>> start Provided entries

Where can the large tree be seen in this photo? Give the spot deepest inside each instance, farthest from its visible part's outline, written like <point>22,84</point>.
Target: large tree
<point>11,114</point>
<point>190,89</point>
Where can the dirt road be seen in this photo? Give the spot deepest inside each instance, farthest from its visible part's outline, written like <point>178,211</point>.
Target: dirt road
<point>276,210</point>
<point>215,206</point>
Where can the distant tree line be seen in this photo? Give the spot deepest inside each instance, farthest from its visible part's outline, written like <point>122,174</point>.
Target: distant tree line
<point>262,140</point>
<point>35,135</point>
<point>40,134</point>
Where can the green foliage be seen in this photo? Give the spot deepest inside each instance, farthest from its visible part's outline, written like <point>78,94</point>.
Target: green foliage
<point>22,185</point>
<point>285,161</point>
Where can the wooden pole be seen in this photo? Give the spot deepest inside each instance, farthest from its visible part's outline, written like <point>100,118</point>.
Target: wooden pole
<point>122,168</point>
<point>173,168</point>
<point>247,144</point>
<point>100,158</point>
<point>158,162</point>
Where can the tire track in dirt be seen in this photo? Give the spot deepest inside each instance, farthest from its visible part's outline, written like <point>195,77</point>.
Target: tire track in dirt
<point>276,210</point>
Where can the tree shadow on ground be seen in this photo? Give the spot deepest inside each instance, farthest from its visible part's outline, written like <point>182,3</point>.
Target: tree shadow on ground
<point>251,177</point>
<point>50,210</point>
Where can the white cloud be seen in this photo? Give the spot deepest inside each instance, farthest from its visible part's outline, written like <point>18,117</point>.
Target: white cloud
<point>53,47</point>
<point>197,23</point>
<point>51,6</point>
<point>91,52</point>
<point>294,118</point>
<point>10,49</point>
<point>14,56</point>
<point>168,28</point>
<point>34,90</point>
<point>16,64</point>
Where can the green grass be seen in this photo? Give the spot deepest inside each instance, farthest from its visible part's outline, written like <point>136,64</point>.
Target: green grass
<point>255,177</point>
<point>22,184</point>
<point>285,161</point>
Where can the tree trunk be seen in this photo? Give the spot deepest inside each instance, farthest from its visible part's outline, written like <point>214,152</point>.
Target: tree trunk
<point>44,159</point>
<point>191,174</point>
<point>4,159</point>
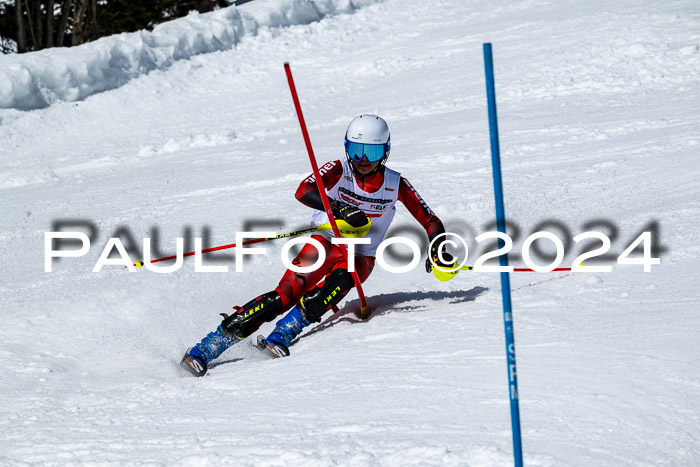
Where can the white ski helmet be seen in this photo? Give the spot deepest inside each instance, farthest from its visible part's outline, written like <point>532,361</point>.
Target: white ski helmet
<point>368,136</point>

>> end Provided entries
>> start Provided entries

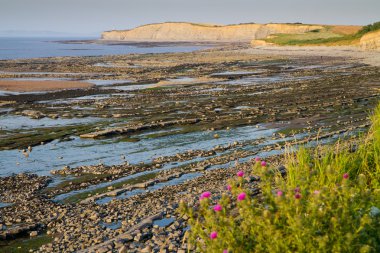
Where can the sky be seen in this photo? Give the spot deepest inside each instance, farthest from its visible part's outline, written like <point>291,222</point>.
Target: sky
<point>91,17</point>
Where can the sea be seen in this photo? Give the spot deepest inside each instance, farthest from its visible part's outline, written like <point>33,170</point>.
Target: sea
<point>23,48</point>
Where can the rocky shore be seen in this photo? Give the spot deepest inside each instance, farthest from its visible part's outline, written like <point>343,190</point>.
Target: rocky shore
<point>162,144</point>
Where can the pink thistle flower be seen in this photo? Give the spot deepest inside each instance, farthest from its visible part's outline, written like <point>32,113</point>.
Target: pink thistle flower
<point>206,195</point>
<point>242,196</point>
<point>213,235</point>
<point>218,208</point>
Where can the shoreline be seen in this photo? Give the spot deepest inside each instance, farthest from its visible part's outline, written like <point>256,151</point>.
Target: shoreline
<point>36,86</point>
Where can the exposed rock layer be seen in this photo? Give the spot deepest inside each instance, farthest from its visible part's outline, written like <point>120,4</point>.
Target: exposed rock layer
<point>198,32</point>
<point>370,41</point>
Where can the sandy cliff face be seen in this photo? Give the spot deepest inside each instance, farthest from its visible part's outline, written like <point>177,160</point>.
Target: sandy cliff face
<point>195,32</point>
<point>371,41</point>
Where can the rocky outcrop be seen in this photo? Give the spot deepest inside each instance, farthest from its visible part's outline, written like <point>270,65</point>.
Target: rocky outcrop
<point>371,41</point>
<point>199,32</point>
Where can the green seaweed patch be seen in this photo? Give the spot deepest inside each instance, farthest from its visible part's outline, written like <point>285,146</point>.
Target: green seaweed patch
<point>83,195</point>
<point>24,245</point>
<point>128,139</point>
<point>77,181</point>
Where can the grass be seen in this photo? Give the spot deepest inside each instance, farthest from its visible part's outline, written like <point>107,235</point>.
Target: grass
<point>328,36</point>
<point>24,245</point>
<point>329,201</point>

>> end Provided entries

*What is required*.
Recast the entries from the line containing "Where can the tree trunk" through the line containing "<point>4,159</point>" as a two-column CSV with the header input,output. Give one row per entry, with its text under input and its answer under output, each field in quotes and line breaks turned into spaces.

*Response to this exercise*.
input,output
"Where can the tree trunk be seen in this photo? Give the spot deepest inside each instance, farthest from its visible part's outline, written like <point>214,152</point>. Target: tree trunk","<point>44,159</point> <point>191,174</point> <point>4,159</point>"